**Problema 1:** Segundo o trecho sobre as viagens presidenciais, quantas viagens Lula realizou nos dois primeiros mandatos?
**Problema 2:** Reproduza, do trecho sobre as viagens presidenciais, a parte que vai de "O instinto de" até "aviação, e outros.".
**Problema 3:**
As afirmações a seguir concordam com o trecho sobre as viagens presidenciais? Responda sim ou não a cada uma e cite as palavras do trecho que decidem.
(a) Lula realizou 33 viagens na sua terceira Presidência.
(b) Vinicius Mota é secretário de redação do jornal O Globo.
(c) Os conteúdos dos compromissos são de amplo conhecimento do público.

O instinto de repórter emerge curioso, vez por outra, sobretudo quando se propaga que o o Presidente do Brasil vai viajar para o exterior com a finalidade de assinar acordos de cooperação internacionais . Lula, em particular, realizou 139 viagens a 80 países nos dois primeiros mandatos, e 33 na sua terceira Presidência. Para justificar os supostos excessos, o Itamarati tenta explicar , genericamente , que se tratam de acordos nos campos da ciência, do meio ambiente, da energia, dos transportes, da infraestrutura, da aviação, e outros.
Cabe ao jornalista "ligar pontos visíveis com tramas imaginárias", segundo ensina Vinicius Mota, secretário de redação do jornal Folha de São Paulo. Aquela semântica inocente pode estar escondendo "jabutis", ou seja, compromissos, cujos conteúdos são de conhecimento de poucos, senão dos autores e interessados. O cenário da vez - dilema do IOF, o escândalo do INSS, ou as tarifas de Trump - encarrega-se de desviar as atenções, respaldadas no desconhecimento público dos "instrumentos" que lhes dão legitimidade, consagrados na política e no direito internacional : Cartas, Acordos, Ajustes, Declarações, Protocolos, Tratados, Convenções, Compromissos, Manifestações de Interesse.

**Registros extraídos:**

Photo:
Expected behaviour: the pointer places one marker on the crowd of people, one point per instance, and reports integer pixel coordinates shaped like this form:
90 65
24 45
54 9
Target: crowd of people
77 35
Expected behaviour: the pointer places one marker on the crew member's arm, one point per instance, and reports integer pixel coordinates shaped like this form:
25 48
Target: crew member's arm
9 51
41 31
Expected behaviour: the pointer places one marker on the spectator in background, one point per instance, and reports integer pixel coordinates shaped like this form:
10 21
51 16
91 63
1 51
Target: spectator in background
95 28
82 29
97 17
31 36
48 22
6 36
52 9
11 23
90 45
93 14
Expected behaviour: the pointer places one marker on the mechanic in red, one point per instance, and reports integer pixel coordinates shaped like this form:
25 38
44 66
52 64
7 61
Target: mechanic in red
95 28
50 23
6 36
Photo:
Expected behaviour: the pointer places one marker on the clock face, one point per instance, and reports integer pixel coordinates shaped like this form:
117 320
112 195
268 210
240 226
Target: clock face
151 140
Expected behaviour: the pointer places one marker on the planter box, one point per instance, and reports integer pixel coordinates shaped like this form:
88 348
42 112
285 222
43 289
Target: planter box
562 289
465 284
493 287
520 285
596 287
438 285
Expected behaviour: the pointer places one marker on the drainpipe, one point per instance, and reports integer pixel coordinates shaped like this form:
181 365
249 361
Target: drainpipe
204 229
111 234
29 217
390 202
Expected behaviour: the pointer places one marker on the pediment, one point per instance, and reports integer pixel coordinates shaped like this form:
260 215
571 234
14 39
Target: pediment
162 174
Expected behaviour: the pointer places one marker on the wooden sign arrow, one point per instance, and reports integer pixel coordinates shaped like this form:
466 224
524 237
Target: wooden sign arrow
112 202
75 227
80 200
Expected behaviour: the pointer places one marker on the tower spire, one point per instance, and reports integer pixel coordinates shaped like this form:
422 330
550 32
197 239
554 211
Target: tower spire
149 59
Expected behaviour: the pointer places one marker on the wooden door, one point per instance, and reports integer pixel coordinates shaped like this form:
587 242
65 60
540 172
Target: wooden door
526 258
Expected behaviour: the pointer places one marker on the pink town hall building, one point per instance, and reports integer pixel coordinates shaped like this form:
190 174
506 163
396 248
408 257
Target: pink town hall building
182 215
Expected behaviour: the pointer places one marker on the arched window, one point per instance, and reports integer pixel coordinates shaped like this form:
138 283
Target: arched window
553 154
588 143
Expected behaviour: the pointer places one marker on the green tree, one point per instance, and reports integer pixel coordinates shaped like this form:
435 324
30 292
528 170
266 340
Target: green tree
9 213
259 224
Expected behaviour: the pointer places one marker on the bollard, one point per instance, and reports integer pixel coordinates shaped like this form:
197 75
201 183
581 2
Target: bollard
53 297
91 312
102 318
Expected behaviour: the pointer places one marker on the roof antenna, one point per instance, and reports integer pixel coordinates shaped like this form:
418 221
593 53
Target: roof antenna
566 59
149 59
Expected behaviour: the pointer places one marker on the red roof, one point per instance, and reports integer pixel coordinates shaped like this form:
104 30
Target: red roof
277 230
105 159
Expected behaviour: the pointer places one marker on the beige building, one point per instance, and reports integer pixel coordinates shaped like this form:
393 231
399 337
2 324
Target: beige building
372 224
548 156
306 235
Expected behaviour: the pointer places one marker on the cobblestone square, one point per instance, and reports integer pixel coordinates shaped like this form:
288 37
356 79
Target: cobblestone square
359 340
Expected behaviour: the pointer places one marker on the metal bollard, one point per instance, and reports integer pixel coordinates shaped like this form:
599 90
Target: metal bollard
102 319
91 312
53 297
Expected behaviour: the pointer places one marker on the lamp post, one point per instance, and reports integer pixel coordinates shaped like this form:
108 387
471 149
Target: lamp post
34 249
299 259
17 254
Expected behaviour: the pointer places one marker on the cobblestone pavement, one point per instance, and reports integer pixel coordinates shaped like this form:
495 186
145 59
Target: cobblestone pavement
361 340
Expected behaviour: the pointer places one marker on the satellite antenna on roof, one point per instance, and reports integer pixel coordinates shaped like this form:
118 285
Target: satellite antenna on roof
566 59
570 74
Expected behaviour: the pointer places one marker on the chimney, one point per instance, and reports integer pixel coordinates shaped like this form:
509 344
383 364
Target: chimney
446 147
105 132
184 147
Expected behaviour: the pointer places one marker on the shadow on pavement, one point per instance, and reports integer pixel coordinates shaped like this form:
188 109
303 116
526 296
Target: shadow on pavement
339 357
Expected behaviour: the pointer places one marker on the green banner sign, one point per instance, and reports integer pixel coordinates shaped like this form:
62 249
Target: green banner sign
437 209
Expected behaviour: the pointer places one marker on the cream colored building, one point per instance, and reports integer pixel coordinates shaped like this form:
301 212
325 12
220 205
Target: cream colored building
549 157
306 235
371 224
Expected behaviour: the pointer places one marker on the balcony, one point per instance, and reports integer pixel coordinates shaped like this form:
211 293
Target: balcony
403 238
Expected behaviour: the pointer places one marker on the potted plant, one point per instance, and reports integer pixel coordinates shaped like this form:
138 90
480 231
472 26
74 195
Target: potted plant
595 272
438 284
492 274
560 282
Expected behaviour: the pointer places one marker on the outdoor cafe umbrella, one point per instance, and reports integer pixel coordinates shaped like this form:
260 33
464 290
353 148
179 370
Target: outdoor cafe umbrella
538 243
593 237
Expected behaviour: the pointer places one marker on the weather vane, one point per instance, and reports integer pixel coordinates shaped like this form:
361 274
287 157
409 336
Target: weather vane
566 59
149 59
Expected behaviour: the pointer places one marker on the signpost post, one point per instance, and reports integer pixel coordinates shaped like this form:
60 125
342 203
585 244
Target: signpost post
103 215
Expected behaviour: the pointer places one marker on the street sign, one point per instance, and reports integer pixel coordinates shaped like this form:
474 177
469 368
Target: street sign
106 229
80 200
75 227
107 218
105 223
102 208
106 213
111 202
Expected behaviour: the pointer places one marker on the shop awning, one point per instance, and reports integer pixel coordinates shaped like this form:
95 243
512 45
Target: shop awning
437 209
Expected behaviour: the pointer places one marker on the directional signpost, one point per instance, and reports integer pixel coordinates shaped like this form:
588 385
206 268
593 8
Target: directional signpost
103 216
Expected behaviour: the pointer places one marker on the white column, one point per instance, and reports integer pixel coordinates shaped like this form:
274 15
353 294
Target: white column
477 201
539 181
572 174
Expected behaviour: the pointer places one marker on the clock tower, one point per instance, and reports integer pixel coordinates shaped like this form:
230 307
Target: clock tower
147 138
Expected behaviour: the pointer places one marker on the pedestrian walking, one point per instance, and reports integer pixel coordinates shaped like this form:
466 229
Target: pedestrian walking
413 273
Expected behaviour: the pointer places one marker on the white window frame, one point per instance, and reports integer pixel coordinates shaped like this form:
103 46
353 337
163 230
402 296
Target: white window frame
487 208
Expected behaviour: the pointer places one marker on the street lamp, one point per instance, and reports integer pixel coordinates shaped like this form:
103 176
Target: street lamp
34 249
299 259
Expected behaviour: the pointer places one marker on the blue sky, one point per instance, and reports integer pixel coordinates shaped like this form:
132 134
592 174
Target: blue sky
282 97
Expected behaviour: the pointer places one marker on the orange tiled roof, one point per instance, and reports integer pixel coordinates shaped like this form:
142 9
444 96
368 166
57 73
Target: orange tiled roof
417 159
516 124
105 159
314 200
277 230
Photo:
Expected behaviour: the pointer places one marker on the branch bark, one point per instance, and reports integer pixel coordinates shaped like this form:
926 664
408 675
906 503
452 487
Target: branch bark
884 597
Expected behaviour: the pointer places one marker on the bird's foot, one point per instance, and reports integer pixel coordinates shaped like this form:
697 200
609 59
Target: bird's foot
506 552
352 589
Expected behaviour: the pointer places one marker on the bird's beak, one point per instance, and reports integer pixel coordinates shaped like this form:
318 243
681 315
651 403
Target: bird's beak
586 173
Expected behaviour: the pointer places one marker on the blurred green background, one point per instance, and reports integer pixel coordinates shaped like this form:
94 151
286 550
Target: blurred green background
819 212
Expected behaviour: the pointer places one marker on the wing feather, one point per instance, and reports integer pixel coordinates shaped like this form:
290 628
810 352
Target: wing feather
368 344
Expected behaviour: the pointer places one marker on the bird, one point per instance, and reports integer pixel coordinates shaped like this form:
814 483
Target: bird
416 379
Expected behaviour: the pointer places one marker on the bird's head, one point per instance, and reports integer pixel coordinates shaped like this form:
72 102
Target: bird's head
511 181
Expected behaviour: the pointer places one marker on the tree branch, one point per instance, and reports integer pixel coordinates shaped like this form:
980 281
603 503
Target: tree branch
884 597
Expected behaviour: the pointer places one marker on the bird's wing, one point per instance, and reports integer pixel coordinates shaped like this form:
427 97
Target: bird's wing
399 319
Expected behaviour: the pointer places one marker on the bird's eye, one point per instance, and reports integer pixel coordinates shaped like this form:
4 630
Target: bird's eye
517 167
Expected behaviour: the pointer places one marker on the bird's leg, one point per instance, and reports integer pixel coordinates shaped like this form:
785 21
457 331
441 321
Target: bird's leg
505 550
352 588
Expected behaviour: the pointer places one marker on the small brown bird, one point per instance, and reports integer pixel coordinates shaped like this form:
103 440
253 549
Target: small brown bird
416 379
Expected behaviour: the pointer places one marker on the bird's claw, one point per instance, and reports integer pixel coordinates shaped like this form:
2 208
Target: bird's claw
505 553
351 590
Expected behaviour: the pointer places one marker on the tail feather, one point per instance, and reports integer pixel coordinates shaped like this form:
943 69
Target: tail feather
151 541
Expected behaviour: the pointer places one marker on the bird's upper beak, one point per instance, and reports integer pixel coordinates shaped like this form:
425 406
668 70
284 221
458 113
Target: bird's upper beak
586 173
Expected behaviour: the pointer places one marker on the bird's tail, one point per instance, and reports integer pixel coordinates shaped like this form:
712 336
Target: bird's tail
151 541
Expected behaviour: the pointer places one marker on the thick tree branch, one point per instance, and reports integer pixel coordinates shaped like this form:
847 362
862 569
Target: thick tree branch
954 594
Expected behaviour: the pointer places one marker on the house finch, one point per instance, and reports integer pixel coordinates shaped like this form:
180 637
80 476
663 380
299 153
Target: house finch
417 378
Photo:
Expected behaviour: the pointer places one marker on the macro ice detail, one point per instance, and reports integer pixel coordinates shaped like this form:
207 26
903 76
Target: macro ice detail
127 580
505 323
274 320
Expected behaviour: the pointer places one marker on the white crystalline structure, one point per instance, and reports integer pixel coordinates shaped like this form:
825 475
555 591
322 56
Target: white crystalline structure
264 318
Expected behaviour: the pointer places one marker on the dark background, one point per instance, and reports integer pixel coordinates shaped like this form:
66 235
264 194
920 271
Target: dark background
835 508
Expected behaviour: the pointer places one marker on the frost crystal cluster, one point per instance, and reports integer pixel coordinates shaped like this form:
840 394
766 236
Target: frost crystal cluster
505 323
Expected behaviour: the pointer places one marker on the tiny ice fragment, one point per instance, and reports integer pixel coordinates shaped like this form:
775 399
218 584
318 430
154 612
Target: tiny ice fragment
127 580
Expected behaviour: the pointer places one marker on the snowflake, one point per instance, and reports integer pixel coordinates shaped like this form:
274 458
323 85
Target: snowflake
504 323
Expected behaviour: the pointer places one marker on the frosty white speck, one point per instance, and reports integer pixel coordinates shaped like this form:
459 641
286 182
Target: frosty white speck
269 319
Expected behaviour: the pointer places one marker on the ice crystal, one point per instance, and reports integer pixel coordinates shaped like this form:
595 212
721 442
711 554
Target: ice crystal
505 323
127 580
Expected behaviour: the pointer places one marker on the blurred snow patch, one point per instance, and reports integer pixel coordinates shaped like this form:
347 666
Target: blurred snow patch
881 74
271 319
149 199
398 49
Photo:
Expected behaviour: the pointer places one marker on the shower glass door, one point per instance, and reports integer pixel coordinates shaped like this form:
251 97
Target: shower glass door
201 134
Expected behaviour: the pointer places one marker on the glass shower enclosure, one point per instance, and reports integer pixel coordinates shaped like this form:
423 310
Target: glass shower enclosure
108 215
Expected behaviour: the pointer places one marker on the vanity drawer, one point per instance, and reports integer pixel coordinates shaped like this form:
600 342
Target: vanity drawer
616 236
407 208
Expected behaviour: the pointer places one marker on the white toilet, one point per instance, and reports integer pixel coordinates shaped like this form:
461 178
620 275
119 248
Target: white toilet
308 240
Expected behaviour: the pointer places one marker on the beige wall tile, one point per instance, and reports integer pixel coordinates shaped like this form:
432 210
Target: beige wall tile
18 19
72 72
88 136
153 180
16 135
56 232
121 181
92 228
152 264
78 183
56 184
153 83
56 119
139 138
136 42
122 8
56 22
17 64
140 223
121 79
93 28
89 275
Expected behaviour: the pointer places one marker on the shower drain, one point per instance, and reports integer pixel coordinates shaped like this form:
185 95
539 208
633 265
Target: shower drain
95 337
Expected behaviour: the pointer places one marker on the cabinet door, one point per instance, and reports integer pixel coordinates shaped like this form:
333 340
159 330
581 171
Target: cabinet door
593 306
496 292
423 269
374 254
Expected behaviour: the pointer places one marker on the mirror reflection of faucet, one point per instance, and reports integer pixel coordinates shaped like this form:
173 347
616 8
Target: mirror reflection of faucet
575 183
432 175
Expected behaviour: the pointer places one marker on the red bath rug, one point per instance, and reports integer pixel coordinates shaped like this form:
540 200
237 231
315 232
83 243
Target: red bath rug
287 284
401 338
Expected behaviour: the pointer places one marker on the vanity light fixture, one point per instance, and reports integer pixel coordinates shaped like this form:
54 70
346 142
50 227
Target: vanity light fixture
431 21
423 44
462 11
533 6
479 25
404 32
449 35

**Resposta completa 1:** 139 viagens, a 80 países.

**Resposta completa 2:**
O instinto de repórter emerge curioso, vez por outra, sobretudo quando se propaga que o o Presidente do Brasil vai viajar para o exterior com a finalidade de assinar acordos de cooperação internacionais . Lula, em particular, realizou 139 viagens a 80 países nos dois primeiros mandatos, e 33 na sua terceira Presidência. Para justificar os supostos excessos, o Itamarati tenta explicar , genericamente , que se tratam de acordos nos campos da ciência, do meio ambiente, da energia, dos transportes, da infraestrutura, da aviação, e outros.

**Resposta completa 3:**
(a) Sim: "e 33 na sua terceira Presidência".
(b) Não: "secretário de redação do jornal Folha de São Paulo".
(c) Não: "cujos conteúdos são de conhecimento de poucos".